→ QUOTED TEXT
Melvin Sanchez Gonzalez - Réponse

Hi I am from India. Cost of iPhone repair is too much in India. I saw your video and then visited your website, now I have repaired my iPhone somewhat …but I couldn't get the ifixit product in India

sumanth a - Réponse

After being screwed over at the Apple store on my battery replacement (long story) I researched doing it myself. ifixit seemed to be the most reputable firm out there by a long stretch so I went with them and I’m very happy I did. I’m 62 and need reading glasses but I am very handy. Anyway ordered the kit for the iPhone 6 plus Took me about 20 minutes but it worked. Only problem I had was the power clip alignment. I pushed the battery up into the slot as recommended but the clip would not align. Should have plugged the clip in first I guess. I had to remove the tape then use my own double backed tape. Should work fine, it will just be harder to replace but by then Apple won’t support this phone. Except for that it’s great. Great instructions and video. Tool kit was perfect and my phone is as good as new. Great site, thank you. I’ll be using you again when my wife’s battery needs replacement .

Ed Luczak - Réponse

Can’t read all these comments. I soldiered through to replacing all those screws. Most of them just don’t catch. I screw screw screw and they come right out. Bummed. One flipped out and disappeared. Wish I’d never removed all those screws. Hope someone at the Verizon store can put them all in.

Jeanne Houghton - Réponse

@jkwh “Most of them just don’t catch”—sounds like the screws are mixed up. On repairs like this it’s important for each fastener to go back where it came from. With a digital caliper and some patience, you can sort it all out using the screw length measurements given in the guide. When you find a screw that appears to be the right length and head type, try carefully threading it into place and see how it feels. If it doesn’t feel like it’s cinching down properly, back it out and try a different one. Good luck!

→ DATA LISTING
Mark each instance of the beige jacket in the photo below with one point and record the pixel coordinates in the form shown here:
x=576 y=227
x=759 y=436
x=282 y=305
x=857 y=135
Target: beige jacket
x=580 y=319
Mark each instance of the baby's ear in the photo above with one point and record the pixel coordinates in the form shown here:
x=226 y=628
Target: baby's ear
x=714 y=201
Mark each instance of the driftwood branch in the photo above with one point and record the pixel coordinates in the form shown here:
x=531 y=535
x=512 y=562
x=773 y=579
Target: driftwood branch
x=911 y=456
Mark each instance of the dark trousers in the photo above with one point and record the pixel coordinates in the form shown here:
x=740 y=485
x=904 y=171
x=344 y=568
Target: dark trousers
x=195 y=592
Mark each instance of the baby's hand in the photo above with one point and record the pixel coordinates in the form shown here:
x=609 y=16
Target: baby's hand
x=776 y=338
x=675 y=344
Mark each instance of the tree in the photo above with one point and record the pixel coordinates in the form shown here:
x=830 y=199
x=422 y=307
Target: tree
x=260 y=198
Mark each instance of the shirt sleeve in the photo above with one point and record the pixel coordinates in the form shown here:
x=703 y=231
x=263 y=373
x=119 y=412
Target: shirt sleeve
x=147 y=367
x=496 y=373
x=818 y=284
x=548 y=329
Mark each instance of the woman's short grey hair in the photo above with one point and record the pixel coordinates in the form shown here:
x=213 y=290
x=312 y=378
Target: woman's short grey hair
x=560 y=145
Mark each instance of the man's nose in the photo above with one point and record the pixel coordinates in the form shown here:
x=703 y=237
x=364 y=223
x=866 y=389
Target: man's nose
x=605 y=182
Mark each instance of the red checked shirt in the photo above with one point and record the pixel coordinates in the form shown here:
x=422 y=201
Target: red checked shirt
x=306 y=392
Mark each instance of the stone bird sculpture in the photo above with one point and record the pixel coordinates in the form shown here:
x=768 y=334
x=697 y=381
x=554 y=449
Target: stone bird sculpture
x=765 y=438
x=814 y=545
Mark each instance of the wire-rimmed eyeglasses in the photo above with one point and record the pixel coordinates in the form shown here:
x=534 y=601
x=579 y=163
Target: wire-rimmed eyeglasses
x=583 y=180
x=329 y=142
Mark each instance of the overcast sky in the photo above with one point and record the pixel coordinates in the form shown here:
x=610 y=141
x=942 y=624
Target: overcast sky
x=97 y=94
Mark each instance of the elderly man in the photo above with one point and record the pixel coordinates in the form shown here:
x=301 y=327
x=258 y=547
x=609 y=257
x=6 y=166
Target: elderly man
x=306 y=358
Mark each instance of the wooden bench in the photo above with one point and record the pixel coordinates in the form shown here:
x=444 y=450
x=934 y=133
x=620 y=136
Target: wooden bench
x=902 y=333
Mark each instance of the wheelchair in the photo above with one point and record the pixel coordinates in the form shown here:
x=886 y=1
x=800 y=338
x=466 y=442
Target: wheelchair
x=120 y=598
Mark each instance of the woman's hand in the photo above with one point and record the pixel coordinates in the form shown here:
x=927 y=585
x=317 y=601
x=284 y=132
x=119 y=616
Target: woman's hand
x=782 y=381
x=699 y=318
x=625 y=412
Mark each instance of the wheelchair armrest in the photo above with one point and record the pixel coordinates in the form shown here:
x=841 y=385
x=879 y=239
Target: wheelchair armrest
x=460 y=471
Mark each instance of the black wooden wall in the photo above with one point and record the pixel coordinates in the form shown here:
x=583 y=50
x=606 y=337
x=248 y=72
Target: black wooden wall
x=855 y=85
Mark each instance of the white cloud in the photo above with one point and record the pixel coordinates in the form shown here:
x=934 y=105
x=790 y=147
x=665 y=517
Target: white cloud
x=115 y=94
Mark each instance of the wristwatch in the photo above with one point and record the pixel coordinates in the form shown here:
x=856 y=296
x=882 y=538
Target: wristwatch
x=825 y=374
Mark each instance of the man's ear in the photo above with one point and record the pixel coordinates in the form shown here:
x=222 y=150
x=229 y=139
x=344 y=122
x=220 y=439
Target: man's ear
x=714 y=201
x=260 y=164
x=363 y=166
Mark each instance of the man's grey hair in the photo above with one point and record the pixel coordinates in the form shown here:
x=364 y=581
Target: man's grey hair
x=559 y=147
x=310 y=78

→ EXERCISE INSTRUCTIONS
[A] According to the repair comments, how long did the battery replacement with the iPhone 6 Plus kit take the 62-year-old commenter?
[B] Decide whether each statement agrees with the repair comments, and quote the words of the comments that settle it.
(i) The commenter from India was able to get the ifixit product in India.
(ii) The 62-year-old commenter had trouble with the power clip alignment.
(iii) The reply about screws that "don't catch" suggests the screws are mixed up.

→ ANSWERS TO THE TASKS
[A] About 20 minutes.

[B]
(i) No: "but I couldn't get the ifixit product in India"
(ii) Yes: "Only problem I had was the power clip alignment."
(iii) Yes: "sounds like the screws are mixed up"